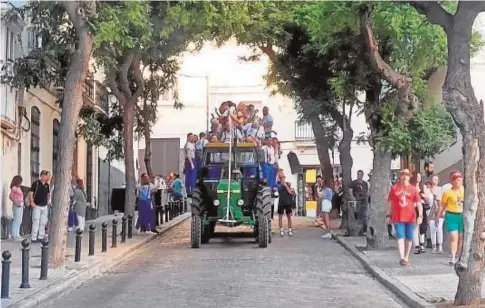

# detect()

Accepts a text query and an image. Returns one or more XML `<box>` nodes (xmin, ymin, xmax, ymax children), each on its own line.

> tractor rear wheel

<box><xmin>257</xmin><ymin>216</ymin><xmax>269</xmax><ymax>248</ymax></box>
<box><xmin>190</xmin><ymin>215</ymin><xmax>202</xmax><ymax>248</ymax></box>
<box><xmin>256</xmin><ymin>187</ymin><xmax>274</xmax><ymax>243</ymax></box>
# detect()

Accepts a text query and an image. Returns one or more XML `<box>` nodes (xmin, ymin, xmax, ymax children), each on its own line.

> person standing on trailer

<box><xmin>184</xmin><ymin>133</ymin><xmax>197</xmax><ymax>194</ymax></box>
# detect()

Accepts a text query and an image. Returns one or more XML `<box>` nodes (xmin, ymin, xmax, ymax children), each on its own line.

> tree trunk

<box><xmin>338</xmin><ymin>123</ymin><xmax>359</xmax><ymax>236</ymax></box>
<box><xmin>143</xmin><ymin>120</ymin><xmax>155</xmax><ymax>177</ymax></box>
<box><xmin>312</xmin><ymin>117</ymin><xmax>333</xmax><ymax>187</ymax></box>
<box><xmin>49</xmin><ymin>2</ymin><xmax>93</xmax><ymax>268</ymax></box>
<box><xmin>367</xmin><ymin>147</ymin><xmax>395</xmax><ymax>249</ymax></box>
<box><xmin>443</xmin><ymin>8</ymin><xmax>485</xmax><ymax>305</ymax></box>
<box><xmin>123</xmin><ymin>100</ymin><xmax>136</xmax><ymax>215</ymax></box>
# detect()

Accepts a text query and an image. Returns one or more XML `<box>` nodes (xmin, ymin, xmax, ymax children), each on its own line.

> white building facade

<box><xmin>140</xmin><ymin>43</ymin><xmax>373</xmax><ymax>187</ymax></box>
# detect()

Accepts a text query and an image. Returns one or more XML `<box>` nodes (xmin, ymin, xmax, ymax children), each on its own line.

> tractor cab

<box><xmin>191</xmin><ymin>143</ymin><xmax>272</xmax><ymax>248</ymax></box>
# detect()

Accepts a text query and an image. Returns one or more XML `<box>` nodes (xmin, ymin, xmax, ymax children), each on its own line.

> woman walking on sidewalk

<box><xmin>426</xmin><ymin>175</ymin><xmax>444</xmax><ymax>253</ymax></box>
<box><xmin>135</xmin><ymin>173</ymin><xmax>155</xmax><ymax>234</ymax></box>
<box><xmin>386</xmin><ymin>169</ymin><xmax>423</xmax><ymax>266</ymax></box>
<box><xmin>9</xmin><ymin>175</ymin><xmax>24</xmax><ymax>241</ymax></box>
<box><xmin>435</xmin><ymin>172</ymin><xmax>465</xmax><ymax>265</ymax></box>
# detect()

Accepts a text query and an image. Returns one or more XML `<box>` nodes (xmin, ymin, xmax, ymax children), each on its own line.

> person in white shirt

<box><xmin>261</xmin><ymin>139</ymin><xmax>276</xmax><ymax>188</ymax></box>
<box><xmin>184</xmin><ymin>133</ymin><xmax>197</xmax><ymax>193</ymax></box>
<box><xmin>221</xmin><ymin>123</ymin><xmax>243</xmax><ymax>143</ymax></box>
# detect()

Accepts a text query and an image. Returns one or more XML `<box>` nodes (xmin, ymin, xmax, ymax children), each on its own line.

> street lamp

<box><xmin>179</xmin><ymin>74</ymin><xmax>210</xmax><ymax>132</ymax></box>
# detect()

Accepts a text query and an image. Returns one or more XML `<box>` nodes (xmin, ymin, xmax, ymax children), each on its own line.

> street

<box><xmin>47</xmin><ymin>222</ymin><xmax>405</xmax><ymax>308</ymax></box>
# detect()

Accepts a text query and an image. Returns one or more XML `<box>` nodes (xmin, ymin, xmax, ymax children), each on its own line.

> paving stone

<box><xmin>45</xmin><ymin>218</ymin><xmax>404</xmax><ymax>308</ymax></box>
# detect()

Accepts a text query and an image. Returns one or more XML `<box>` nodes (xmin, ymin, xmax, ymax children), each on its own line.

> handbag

<box><xmin>67</xmin><ymin>207</ymin><xmax>78</xmax><ymax>227</ymax></box>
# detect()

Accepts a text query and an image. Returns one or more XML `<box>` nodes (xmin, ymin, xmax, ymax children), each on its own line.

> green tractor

<box><xmin>191</xmin><ymin>143</ymin><xmax>273</xmax><ymax>248</ymax></box>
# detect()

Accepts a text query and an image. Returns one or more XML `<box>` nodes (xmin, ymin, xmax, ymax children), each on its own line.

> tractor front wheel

<box><xmin>190</xmin><ymin>215</ymin><xmax>202</xmax><ymax>248</ymax></box>
<box><xmin>257</xmin><ymin>215</ymin><xmax>269</xmax><ymax>248</ymax></box>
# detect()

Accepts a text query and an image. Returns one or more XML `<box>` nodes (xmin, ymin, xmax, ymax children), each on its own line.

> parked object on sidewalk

<box><xmin>74</xmin><ymin>229</ymin><xmax>83</xmax><ymax>262</ymax></box>
<box><xmin>191</xmin><ymin>143</ymin><xmax>273</xmax><ymax>248</ymax></box>
<box><xmin>111</xmin><ymin>219</ymin><xmax>118</xmax><ymax>248</ymax></box>
<box><xmin>20</xmin><ymin>239</ymin><xmax>30</xmax><ymax>289</ymax></box>
<box><xmin>128</xmin><ymin>214</ymin><xmax>133</xmax><ymax>238</ymax></box>
<box><xmin>39</xmin><ymin>238</ymin><xmax>49</xmax><ymax>280</ymax></box>
<box><xmin>2</xmin><ymin>250</ymin><xmax>12</xmax><ymax>298</ymax></box>
<box><xmin>88</xmin><ymin>224</ymin><xmax>96</xmax><ymax>256</ymax></box>
<box><xmin>101</xmin><ymin>222</ymin><xmax>108</xmax><ymax>252</ymax></box>
<box><xmin>121</xmin><ymin>216</ymin><xmax>128</xmax><ymax>243</ymax></box>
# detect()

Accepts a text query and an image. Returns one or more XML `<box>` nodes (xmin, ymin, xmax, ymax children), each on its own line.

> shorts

<box><xmin>278</xmin><ymin>204</ymin><xmax>293</xmax><ymax>215</ymax></box>
<box><xmin>445</xmin><ymin>212</ymin><xmax>465</xmax><ymax>234</ymax></box>
<box><xmin>322</xmin><ymin>199</ymin><xmax>332</xmax><ymax>213</ymax></box>
<box><xmin>394</xmin><ymin>222</ymin><xmax>416</xmax><ymax>241</ymax></box>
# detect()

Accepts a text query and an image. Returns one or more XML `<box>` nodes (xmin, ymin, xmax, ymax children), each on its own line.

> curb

<box><xmin>332</xmin><ymin>235</ymin><xmax>434</xmax><ymax>308</ymax></box>
<box><xmin>9</xmin><ymin>212</ymin><xmax>191</xmax><ymax>308</ymax></box>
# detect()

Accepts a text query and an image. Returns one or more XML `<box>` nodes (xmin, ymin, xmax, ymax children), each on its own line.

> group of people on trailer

<box><xmin>184</xmin><ymin>101</ymin><xmax>295</xmax><ymax>236</ymax></box>
<box><xmin>184</xmin><ymin>101</ymin><xmax>280</xmax><ymax>194</ymax></box>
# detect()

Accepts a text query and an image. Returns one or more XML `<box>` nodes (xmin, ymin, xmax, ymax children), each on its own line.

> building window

<box><xmin>17</xmin><ymin>142</ymin><xmax>22</xmax><ymax>175</ymax></box>
<box><xmin>295</xmin><ymin>121</ymin><xmax>315</xmax><ymax>141</ymax></box>
<box><xmin>52</xmin><ymin>119</ymin><xmax>60</xmax><ymax>173</ymax></box>
<box><xmin>30</xmin><ymin>107</ymin><xmax>40</xmax><ymax>183</ymax></box>
<box><xmin>86</xmin><ymin>144</ymin><xmax>93</xmax><ymax>202</ymax></box>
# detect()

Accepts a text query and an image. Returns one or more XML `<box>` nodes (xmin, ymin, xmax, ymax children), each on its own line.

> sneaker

<box><xmin>419</xmin><ymin>245</ymin><xmax>426</xmax><ymax>253</ymax></box>
<box><xmin>399</xmin><ymin>259</ymin><xmax>409</xmax><ymax>266</ymax></box>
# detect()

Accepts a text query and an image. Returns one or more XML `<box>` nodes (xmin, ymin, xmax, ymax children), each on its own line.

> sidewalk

<box><xmin>335</xmin><ymin>235</ymin><xmax>485</xmax><ymax>308</ymax></box>
<box><xmin>1</xmin><ymin>213</ymin><xmax>190</xmax><ymax>308</ymax></box>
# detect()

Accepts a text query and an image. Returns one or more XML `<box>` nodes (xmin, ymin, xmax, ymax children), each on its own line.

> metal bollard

<box><xmin>128</xmin><ymin>215</ymin><xmax>133</xmax><ymax>238</ymax></box>
<box><xmin>39</xmin><ymin>238</ymin><xmax>49</xmax><ymax>280</ymax></box>
<box><xmin>121</xmin><ymin>216</ymin><xmax>128</xmax><ymax>243</ymax></box>
<box><xmin>111</xmin><ymin>219</ymin><xmax>118</xmax><ymax>248</ymax></box>
<box><xmin>74</xmin><ymin>228</ymin><xmax>83</xmax><ymax>262</ymax></box>
<box><xmin>2</xmin><ymin>250</ymin><xmax>12</xmax><ymax>298</ymax></box>
<box><xmin>20</xmin><ymin>239</ymin><xmax>30</xmax><ymax>289</ymax></box>
<box><xmin>101</xmin><ymin>222</ymin><xmax>108</xmax><ymax>252</ymax></box>
<box><xmin>168</xmin><ymin>201</ymin><xmax>173</xmax><ymax>220</ymax></box>
<box><xmin>165</xmin><ymin>202</ymin><xmax>170</xmax><ymax>222</ymax></box>
<box><xmin>88</xmin><ymin>224</ymin><xmax>96</xmax><ymax>256</ymax></box>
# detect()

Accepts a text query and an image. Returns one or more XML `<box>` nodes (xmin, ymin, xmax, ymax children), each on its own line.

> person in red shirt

<box><xmin>386</xmin><ymin>169</ymin><xmax>423</xmax><ymax>266</ymax></box>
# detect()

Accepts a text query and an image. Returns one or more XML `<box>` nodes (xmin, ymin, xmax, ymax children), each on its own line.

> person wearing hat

<box><xmin>28</xmin><ymin>170</ymin><xmax>50</xmax><ymax>243</ymax></box>
<box><xmin>436</xmin><ymin>171</ymin><xmax>465</xmax><ymax>265</ymax></box>
<box><xmin>386</xmin><ymin>169</ymin><xmax>423</xmax><ymax>266</ymax></box>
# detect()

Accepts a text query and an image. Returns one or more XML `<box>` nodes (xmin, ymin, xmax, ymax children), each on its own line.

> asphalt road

<box><xmin>44</xmin><ymin>223</ymin><xmax>405</xmax><ymax>308</ymax></box>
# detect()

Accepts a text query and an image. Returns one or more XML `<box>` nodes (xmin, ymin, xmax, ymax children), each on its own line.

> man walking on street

<box><xmin>386</xmin><ymin>169</ymin><xmax>423</xmax><ymax>266</ymax></box>
<box><xmin>29</xmin><ymin>170</ymin><xmax>50</xmax><ymax>243</ymax></box>
<box><xmin>278</xmin><ymin>175</ymin><xmax>295</xmax><ymax>236</ymax></box>
<box><xmin>350</xmin><ymin>170</ymin><xmax>369</xmax><ymax>235</ymax></box>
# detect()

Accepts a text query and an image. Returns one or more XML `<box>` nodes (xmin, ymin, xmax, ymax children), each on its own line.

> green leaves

★ ★ ★ ★ ★

*WHAT THE EXERCISE ASKS*:
How many lines in the items above contain the word "person", matching case exactly? Give only the number.

*RIGHT ANSWER*:
4